**The request**
Reproduce the listing below without any change.

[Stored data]
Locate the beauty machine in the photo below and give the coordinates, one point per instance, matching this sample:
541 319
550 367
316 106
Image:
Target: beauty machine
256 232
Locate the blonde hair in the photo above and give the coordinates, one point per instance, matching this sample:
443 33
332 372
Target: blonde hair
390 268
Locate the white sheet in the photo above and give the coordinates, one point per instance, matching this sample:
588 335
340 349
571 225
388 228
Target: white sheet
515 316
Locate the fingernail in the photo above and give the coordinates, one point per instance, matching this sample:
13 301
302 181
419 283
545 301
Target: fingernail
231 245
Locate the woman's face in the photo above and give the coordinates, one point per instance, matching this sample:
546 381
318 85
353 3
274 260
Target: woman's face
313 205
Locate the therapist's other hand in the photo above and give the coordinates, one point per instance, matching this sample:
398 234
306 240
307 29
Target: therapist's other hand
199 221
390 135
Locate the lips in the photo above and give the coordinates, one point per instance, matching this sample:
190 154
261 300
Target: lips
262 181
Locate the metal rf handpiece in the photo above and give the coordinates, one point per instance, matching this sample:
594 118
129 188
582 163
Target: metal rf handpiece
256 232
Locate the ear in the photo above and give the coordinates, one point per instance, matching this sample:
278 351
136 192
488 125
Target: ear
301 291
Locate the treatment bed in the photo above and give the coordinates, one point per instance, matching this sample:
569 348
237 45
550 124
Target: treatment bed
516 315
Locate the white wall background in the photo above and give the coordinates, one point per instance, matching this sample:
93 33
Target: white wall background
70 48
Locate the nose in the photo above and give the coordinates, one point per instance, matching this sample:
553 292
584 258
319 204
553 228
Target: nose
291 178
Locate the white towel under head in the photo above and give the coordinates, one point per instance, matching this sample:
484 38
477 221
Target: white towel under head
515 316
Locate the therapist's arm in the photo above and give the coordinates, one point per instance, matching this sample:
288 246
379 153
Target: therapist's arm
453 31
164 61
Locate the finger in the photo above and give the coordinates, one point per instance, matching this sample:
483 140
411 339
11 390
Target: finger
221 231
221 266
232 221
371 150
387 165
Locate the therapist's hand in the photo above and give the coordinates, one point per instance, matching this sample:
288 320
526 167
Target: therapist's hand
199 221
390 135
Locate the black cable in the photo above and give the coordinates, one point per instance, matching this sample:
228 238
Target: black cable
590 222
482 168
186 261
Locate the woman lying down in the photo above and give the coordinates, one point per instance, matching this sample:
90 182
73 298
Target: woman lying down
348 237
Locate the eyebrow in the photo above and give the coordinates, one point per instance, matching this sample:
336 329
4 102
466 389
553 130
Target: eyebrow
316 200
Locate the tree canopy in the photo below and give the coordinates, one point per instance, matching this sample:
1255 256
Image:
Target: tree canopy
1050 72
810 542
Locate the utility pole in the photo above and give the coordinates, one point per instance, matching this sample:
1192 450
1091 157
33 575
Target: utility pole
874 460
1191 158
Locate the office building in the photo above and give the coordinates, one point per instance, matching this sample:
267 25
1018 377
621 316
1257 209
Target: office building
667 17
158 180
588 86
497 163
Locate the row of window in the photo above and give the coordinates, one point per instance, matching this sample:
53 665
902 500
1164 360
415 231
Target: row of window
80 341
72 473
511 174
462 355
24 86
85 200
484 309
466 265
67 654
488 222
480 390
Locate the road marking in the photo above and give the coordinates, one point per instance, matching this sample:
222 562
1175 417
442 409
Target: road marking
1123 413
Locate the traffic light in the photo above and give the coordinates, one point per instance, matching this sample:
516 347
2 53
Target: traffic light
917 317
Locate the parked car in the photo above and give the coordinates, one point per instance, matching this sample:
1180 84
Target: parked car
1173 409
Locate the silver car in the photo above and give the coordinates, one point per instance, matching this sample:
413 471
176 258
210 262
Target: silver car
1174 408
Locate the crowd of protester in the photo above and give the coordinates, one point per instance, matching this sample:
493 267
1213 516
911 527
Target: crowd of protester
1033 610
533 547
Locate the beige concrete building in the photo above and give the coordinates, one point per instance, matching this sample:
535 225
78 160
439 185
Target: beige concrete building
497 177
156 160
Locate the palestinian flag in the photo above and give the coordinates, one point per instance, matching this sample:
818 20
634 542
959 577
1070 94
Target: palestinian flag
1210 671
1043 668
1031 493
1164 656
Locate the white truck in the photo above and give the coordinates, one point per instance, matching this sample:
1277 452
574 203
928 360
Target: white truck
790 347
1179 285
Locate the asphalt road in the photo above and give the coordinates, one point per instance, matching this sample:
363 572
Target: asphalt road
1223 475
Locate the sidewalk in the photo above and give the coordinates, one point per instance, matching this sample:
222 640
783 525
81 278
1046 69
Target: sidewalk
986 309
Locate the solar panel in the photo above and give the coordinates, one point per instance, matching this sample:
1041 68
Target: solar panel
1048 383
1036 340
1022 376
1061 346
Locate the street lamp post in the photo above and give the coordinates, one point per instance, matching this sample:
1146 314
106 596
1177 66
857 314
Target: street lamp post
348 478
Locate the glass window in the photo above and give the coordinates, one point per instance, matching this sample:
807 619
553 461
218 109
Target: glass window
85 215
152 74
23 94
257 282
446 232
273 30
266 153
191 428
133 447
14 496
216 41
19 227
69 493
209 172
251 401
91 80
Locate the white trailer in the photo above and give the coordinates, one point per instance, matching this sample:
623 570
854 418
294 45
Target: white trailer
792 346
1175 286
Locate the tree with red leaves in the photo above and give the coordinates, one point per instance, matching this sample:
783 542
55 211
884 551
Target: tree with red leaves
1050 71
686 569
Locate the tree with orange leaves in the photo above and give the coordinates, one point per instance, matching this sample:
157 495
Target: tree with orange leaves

**Response to this task**
Locate the beauty machine in the photo below and give the coordinates, one point per instance, matching this sample:
541 319
550 367
316 106
Image:
Target: beauty machine
256 232
Locate the blonde hair in the photo above and give the coordinates, one point per instance, matching this sample:
443 33
332 372
Target: blonde hair
390 268
Locate the white sheet in the photo above and give the coordinates, one point per instance, matching this sample:
588 335
340 349
571 225
388 228
Target: white sheet
515 316
Locate the fingernail in the photo above and give the coordinates, one point per instance, matching this sample:
13 301
302 181
419 283
545 301
Target: fingernail
231 245
Locate the woman's face in the photo above and give the coordinates, one point per instance, matching this sample:
546 381
318 85
353 3
274 260
Target: woman's face
313 205
Locate the therapist's other hand in the photo above and give the coordinates, one point per instance, matching this sample:
398 234
306 240
307 29
Target: therapist's other hand
199 221
390 135
Locate the lips in the photo above and give the coordinates, one point per instance, matching this sample:
190 154
261 300
Target: lips
262 181
Locate the metal rf handpiece in the photo above and give the coordinates, one point per instance, matching this sample:
594 118
129 188
582 163
Target: metal rf handpiece
256 232
Locate the ear in the photo above and give the coordinates, one point per instance, matching this sample:
278 351
136 192
488 125
Target: ear
301 291
Locate the treatment bed in the photo above and give the coordinates, one point per instance, matching this sample:
569 348
237 45
550 124
Target: treatment bed
516 315
Locate the white wall background in the photo above and give the coordinates, one point per instance, matching this sample:
93 33
Target: white wall background
70 48
Locate the nose in the photo above and give the coordinates, one point per instance, matching this sample:
553 292
584 258
319 204
553 228
Target: nose
291 178
Locate the white towel under head in the photo above and give the coordinates, one point per instance, matching this sample:
484 38
477 221
Target: white towel under head
515 316
Locate the therapist's arm in the photo above and give the coordinates, one point per instance, matching this sample:
288 246
379 153
Target: therapist's arm
453 31
164 61
Locate the finger in the photo above and give the coordinates, one point per instance, matching this sample:
483 140
411 339
11 390
Target: finger
221 231
221 266
232 221
371 150
387 165
Locate the therapist's hand in the photo above and give the coordinates, one point per instance, matching this sample:
288 320
526 167
Target: therapist's hand
199 221
390 135
Locate the black cable in the photo above and give the coordinates, one point per instance, matching this sample:
228 238
Target: black cable
590 222
482 168
186 261
Locate the woman lying down in the photo above and give the coordinates, one point per instance, matching this sample:
90 182
73 298
Target: woman lying down
348 237
Locate the eyebrow in the photo above and give the coordinates, one point per instance, matching this sample:
336 329
4 102
466 389
553 130
Target: eyebrow
316 200
Locate the tree canopy in the photo below and give the coordinates, one point per instance, matching this sample:
1255 256
Image:
Target: tree canopy
1050 72
810 542
Locate the utility pole in the photo above and give the coordinates, one point per instance, matching this sample:
1192 450
1091 157
33 575
Target: utility pole
874 460
1191 158
Locate the office building in the photo above and give the coordinates, one point per instance, matching this sample:
267 25
1018 377
621 316
1257 209
Target: office building
667 17
158 180
588 86
497 163
Locate the row of window in the photo above and give the coordinates, one point per instance, matching this sample:
53 665
902 500
1164 360
415 231
Target: row of window
80 341
72 473
511 174
462 355
24 86
85 200
484 309
466 265
67 654
488 222
480 390
Locate the road marking in the photo above and give the coordinates, one point per instance, matching this sample:
222 562
1175 417
442 409
Target: road marking
1123 413
Locate the traffic light in the photo above and give the coordinates, one point per instance, matching this sample:
516 347
2 53
Target: traffic light
917 317
Locate the parked car in the photo above and give the coordinates, one point per instance, matching this sample:
1180 84
Target: parked car
1173 409
Locate the silver car in the photo above and give the coordinates, one point per instance, matching this sample:
413 471
176 258
210 262
Target: silver car
1174 408
Locate the crowd of protester in the photo above and give the coordinates, one point per instance, matching this sample:
493 267
1213 516
911 527
Target: crowd of protester
1033 610
533 547
Locate the beige concrete building in the photo above and give the coordinates, one point per instance, matching this sample:
535 225
78 160
439 185
Target: beige concrete building
497 177
156 160
Locate the palestinian flag in the photo above and give the coordinates, one point per instance, matching this sample:
818 20
634 542
959 577
1070 94
Target: palestinian flag
1210 671
1043 668
1031 493
1164 656
Locate the white truck in the photo above and give the coordinates, one point per instance, matching this sample:
1277 452
574 203
928 360
Target: white truck
790 347
1179 285
Locate the asphalt road in the photo above and give the coordinates, one point per instance, matching this sample:
363 572
Target: asphalt road
1223 475
Locate the sidewalk in the photo above and give the coordinates, one point per instance, matching this sample:
222 640
783 525
81 278
1046 69
Target: sidewalk
986 309
Locate the solar panel in the photo above and give the coordinates, one point per instance, matching this sample:
1041 68
Target: solar panel
1048 383
1036 340
1022 376
1061 346
Locate the street lamp post in the photo above and give the coordinates, one point per instance, matching this sample:
1146 314
106 596
1177 66
857 314
Target: street lamp post
348 478
Locate the glass window in the photo above and give the coordinates, one point per instance, matching this sample:
807 619
553 461
218 109
Target: glass window
85 215
152 74
23 94
257 282
446 232
273 30
266 153
191 428
133 447
14 496
216 41
19 227
69 493
209 172
251 401
91 80
Locate the white trailer in the photo above and give the coordinates, one point per instance, matching this sample:
623 570
854 418
294 45
Target: white trailer
792 346
1175 286
Locate the tree with red leaves in the photo above and give the coordinates, one point per instance, matching this sample:
783 542
55 211
884 551
Target: tree with red leaves
1050 71
686 569
Locate the tree with orange leaves in the photo above and give the coordinates, one point per instance, matching this sample:
157 495
Target: tree with orange leaves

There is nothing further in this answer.